= PODANY TEKST =
23 lipca 2014

Aniołki

W Zawierciu ( woj. katowickie ) zmarł 21-letni Adrian G. Policja katowicka mówi że on zakrztusił się własną treścią pokarmową oraz że on sam przyznał się do tego w szpitalu że się przewrócił i stąd siniaki na jego ciele a ludzie mówili że został on pobity przez policjantów. Z tego powodu pod komendą policji zebrała się grupa protestujących którzy chcieli zwrócić uwagę na brutalność policji. Przy okazji doszło do próby wywrócenia auta policjanta jadącego do pracy i wybito szybę w komisariacie. Tą grupę policja próbowała uspokoić stosując przemoc co spowodowało wiele uszkodzeń ciał u tej grupy. Tu kobiety nie były faworyzowane. Policja tłumaczyła się że nie podjęła interwencji i nie goniła tej grupy a uczestnik z tej grupy twierdził że goniła ich czego skutkiem były obrażenia na ciałach uczestników i że policja kłamie. Inny uczestnik zajścia mówił że dwa radiowozy rozgoniły tą grupę która potem wróciła do swoich domów a po północy był telefon że Adrian nie żyje. Była to grupa 30 osób która szła z racami po mieście i to przeszkadzało policji. Nadkomisarz Tomasz Gogolin z komendy wojewódzkiej policji w Katowicach oznajmił że policja musi opierać się na faktach a w tej chwili tylko zakrztuszenie się chłopaka było przyczyną jego śmierci. Świadkowie zdarzenia mówili że chłopak ten wraz z kolegą byli ganiani przez policjantów. Ta gonitwa wg. nich mogła zakończyć się pobiciem Adriana. Policja temu zaprzecza. Jeden z uczestników protestów powiedział że będą stać pod komendą dopóki sprawiedliwość nie zatriumfuje, bo jak zwykle policja jest niewinna i bezkarna.  

Nie wiem co było przyczyną śmierci chłopaka, lecz jego pobicie mogło być powodem tego że się zakrztusił na śmierć. Może wtedy gdy on wracał z kolegą do domu to został zauważony przez patrol policji a jak wiadomo kogoś trzeba było "sprać" za zadymę. Resztę czas wyjaśni. Natomiast mają rację ci co uważają że policja katowicka jest najbardziej brutalna na tle innych województw. Sam widziałem takie zachowania w Katowicach. Dwóch milicjantów podeszło do pijanego człowieka w barze który leżał na podłodze i zamiast go podnieść i ocucić by się przebudził a potem posadzić w bezpiecznym miejscu tak by się nie przewrócił i nie rozwalił sobie głowy, to poszli na łatwiznę stawiając swojego buta na jego stopę. Milicjant kręcąc swoją stopą po stopie leżącego doprowadził do zadania mu strasznego bólu przy którym nawet nieboszczyk stanął by na baczność. Gdy pijany człowiek został przebudzony to został wyprowadzony z baru. Dalej nie wiem co się wydarzyło, ale ten incydent wystarczy by mieć właściwy osąd o policji katowickiej.

= OPIS ZADANIA =
Kontynuuj tekst o śmierci Adriana G. w Zawierciu i zachowaniu katowickiej policji, zaczynając od miejsca, w którym się kończy.

= MATERIAŁ =
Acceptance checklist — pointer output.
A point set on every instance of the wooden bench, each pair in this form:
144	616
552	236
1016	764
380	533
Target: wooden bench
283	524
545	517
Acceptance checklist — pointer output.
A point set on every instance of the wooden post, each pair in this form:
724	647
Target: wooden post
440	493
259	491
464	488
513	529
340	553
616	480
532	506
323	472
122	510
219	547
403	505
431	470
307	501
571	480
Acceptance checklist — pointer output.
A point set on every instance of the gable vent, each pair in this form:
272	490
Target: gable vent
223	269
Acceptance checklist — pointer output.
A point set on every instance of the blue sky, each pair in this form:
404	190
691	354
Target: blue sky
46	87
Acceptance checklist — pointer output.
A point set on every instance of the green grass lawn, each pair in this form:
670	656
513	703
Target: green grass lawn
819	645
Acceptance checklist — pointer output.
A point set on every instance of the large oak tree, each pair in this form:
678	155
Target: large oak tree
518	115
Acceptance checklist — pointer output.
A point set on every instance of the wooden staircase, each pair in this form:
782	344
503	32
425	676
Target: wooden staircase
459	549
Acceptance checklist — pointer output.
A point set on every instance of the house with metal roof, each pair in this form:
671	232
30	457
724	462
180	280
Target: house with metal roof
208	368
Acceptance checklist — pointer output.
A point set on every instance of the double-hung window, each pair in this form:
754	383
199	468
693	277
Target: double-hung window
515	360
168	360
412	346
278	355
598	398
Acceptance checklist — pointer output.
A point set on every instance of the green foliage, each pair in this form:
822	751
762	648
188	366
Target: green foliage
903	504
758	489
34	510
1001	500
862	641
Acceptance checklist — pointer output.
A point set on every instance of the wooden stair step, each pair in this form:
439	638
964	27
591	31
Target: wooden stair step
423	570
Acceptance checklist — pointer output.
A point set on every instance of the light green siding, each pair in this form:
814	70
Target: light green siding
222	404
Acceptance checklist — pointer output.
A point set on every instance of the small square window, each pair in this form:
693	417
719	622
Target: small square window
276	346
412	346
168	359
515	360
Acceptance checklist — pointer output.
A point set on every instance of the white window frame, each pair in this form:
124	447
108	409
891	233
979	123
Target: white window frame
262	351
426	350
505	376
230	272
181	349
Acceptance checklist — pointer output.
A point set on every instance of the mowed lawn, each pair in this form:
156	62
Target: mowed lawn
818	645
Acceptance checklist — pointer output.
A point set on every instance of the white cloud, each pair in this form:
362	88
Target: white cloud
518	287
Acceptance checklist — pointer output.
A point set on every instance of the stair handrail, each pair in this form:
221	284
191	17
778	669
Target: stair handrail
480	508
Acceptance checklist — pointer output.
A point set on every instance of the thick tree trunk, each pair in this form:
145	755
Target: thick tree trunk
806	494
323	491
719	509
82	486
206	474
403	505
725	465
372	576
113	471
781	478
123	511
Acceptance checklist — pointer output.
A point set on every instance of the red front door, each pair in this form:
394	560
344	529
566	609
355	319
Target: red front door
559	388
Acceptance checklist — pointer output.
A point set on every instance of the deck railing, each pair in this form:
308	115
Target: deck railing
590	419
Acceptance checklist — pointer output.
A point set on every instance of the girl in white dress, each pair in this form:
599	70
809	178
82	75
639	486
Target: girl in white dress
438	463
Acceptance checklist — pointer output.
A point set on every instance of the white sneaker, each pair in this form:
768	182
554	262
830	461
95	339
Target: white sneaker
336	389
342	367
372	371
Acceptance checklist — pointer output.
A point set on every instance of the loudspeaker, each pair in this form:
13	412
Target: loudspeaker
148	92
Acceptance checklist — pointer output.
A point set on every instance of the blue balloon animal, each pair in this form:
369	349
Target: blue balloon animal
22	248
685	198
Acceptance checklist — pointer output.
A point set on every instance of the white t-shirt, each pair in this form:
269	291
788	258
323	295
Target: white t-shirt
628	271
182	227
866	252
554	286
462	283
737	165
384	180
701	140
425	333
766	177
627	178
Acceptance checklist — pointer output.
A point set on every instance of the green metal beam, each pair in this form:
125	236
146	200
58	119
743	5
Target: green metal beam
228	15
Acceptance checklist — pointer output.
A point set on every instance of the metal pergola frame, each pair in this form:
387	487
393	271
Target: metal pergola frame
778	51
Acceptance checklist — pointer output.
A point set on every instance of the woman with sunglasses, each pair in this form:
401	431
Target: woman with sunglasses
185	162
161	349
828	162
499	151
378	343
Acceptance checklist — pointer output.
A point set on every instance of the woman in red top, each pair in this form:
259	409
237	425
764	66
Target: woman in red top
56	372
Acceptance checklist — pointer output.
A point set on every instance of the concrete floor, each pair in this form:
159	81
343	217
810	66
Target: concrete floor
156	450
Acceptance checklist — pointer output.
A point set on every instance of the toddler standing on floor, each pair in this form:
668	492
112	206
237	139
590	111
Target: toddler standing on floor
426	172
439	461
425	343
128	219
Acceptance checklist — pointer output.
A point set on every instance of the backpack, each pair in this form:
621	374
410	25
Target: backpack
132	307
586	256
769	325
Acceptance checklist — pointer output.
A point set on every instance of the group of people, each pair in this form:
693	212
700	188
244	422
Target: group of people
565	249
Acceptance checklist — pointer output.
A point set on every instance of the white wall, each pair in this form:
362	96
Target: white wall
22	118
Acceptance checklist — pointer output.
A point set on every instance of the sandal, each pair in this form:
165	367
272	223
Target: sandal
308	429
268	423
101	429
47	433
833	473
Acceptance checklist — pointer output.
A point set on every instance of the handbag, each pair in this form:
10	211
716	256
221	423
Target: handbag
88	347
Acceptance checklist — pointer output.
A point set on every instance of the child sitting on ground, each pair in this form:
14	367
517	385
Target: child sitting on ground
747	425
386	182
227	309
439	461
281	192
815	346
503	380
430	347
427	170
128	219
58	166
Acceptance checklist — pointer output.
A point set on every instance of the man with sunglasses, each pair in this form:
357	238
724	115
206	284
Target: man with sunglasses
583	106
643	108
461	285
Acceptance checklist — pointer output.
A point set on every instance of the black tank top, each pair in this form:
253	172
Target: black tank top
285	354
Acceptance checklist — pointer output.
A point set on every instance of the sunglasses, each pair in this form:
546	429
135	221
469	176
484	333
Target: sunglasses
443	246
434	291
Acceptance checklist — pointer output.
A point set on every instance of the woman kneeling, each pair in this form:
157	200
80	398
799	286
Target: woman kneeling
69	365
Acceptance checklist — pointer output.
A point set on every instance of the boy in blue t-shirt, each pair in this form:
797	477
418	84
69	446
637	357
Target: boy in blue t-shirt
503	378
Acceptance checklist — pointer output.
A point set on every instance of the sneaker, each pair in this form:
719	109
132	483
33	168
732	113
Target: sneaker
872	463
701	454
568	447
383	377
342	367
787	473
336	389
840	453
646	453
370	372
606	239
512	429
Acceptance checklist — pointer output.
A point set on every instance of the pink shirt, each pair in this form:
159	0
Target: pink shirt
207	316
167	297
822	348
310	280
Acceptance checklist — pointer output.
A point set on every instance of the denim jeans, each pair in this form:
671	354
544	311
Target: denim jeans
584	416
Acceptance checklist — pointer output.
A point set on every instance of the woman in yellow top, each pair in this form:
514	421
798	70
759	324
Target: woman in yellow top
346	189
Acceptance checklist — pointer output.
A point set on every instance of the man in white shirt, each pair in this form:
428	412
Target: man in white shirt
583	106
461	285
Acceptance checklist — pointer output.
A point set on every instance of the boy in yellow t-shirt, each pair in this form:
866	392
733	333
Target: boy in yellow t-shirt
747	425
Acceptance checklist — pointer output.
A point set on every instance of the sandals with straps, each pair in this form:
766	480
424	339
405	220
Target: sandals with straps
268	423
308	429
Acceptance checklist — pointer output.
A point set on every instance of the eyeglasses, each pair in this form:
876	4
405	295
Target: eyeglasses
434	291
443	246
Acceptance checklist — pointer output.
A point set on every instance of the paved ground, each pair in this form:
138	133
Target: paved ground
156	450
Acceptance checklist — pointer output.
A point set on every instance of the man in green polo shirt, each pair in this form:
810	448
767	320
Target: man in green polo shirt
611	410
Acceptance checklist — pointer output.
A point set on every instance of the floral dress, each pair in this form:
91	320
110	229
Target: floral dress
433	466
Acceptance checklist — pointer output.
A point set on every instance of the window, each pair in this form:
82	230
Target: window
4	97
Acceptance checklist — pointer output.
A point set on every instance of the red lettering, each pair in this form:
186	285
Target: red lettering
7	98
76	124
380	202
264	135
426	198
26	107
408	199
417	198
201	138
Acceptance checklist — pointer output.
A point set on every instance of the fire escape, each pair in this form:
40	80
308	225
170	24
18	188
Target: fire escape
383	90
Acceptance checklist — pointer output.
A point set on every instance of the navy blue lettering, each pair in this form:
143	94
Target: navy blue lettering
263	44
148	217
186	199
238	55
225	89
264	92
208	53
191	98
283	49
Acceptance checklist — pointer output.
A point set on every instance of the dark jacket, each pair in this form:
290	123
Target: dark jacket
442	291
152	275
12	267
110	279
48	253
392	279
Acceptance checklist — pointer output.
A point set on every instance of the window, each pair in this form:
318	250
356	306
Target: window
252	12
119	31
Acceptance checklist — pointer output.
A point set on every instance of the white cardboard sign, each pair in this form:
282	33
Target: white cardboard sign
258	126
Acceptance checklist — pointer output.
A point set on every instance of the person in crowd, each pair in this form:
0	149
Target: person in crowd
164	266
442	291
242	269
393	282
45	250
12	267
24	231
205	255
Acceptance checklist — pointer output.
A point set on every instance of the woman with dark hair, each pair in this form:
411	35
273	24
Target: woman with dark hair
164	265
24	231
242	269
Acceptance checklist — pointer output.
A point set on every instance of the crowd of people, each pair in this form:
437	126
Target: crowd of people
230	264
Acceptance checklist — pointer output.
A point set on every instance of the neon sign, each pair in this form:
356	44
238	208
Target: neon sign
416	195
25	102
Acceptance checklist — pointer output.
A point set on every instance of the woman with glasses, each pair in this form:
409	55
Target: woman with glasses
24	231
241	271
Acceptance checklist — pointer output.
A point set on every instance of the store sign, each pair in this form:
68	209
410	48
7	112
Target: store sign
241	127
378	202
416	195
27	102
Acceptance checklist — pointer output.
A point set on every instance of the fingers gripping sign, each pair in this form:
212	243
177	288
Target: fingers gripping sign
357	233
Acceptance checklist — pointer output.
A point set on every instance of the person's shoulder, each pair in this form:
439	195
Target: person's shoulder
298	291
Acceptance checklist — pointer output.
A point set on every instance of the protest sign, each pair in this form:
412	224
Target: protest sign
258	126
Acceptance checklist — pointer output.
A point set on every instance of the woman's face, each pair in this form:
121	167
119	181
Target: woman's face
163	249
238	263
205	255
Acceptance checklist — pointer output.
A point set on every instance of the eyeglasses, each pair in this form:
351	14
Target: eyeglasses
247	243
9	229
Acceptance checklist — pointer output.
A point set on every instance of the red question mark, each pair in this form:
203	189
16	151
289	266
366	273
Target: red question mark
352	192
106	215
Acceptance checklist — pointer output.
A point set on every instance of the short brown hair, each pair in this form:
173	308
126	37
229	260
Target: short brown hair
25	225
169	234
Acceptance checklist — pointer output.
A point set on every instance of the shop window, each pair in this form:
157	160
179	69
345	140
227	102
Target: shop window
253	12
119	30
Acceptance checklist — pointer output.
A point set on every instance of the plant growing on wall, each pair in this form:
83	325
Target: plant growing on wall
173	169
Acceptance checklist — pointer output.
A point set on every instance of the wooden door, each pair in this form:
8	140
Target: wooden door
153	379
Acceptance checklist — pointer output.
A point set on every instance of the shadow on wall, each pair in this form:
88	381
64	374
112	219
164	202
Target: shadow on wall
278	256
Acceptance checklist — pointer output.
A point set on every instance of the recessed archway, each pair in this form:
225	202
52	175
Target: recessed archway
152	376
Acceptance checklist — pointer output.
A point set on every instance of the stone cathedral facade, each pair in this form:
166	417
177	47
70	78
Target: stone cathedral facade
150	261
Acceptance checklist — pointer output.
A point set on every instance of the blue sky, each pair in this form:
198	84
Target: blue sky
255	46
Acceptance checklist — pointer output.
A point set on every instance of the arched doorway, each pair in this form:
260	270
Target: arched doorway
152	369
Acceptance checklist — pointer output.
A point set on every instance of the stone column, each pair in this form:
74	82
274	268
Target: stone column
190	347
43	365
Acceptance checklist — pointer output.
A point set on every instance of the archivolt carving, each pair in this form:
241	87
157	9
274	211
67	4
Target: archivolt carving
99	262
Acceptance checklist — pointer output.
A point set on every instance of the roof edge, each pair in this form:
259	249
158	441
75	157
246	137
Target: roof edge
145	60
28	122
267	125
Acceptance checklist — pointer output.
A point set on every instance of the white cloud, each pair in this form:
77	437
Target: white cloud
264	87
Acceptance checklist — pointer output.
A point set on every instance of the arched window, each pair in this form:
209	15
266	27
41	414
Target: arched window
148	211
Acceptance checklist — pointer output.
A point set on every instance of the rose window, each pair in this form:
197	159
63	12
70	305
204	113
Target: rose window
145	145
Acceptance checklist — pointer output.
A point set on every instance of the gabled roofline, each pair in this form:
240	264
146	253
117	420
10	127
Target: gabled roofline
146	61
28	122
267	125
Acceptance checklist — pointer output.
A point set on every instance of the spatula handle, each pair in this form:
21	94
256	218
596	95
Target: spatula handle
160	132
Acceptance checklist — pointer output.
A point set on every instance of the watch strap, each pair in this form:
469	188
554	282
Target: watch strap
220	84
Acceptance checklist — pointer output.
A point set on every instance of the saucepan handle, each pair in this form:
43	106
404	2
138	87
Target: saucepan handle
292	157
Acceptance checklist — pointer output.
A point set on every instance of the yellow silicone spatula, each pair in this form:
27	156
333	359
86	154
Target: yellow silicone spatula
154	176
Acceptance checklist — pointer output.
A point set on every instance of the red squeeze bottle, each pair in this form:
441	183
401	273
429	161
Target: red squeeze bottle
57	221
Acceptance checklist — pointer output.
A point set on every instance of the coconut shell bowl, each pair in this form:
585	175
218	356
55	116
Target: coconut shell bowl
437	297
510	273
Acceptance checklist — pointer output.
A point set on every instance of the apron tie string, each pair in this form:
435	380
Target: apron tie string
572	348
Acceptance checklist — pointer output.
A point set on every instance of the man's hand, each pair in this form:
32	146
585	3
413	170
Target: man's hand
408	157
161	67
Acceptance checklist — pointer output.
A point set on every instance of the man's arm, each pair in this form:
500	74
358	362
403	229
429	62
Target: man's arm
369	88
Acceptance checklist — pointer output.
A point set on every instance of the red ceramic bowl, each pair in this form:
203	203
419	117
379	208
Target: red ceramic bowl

= WYNIK ZADANIA =
Przede wszystkim bezkarność policjantów jest powodem ich brutalizacji wobec obywateli. Trzeba w końcu karać ich za takie zachowania, bo inaczej nadal będą zwierzętami i bestiami w mundurach. Uważam że społeczeństwo powinno zgłaszać każdy przypadek użycia siły bez uzasadnienia przez policjantów do Komendy Głównej w Warszawie by odebrać im prawo bycia policjantem. Powinno się też zwracać uwagę policjantom podczas szkolenia i później na samosądy i zakazać im ich stosowania wobec zatrzymywanych za popełnione przestępstwa. Od wydawania wyroków jest sąd a policjant nie ma prawa do samosądów i prawa do wyżywania się na zatrzymywanych za ich przestępstwa. Policjant ma obowiązek tylko zatrzymać podejrzanego bez użycia mordobicia bo taki jest każdy zatrzymywany dopóki nie udowodni się mu winy i powinien doprowadzić go do aresztu. Na tym jego rola się kończy. Nie jemu osądzać czy podejrzany jest winien i jak się zemścić za popełnione przestępstwo jeśli już jest ono znane. W końcu nie policjantowi zawinił podejrzany lub przestępca a tylko innej osobie. W więzieniach też nie może dochodzić do bestialstwa na więźniach ze strony służby więziennej. Innych kar nie ma jak tylko odsiadka, grzywna i prace społeczne. Reszta to zaspokajanie swoich potrzeb sadystycznych przez policjantów na więźniach i zatrzymywanych i te zachowania powinny być kontrolowane przez zwierzchników i surowo karane. Tak można powstrzymać bestię.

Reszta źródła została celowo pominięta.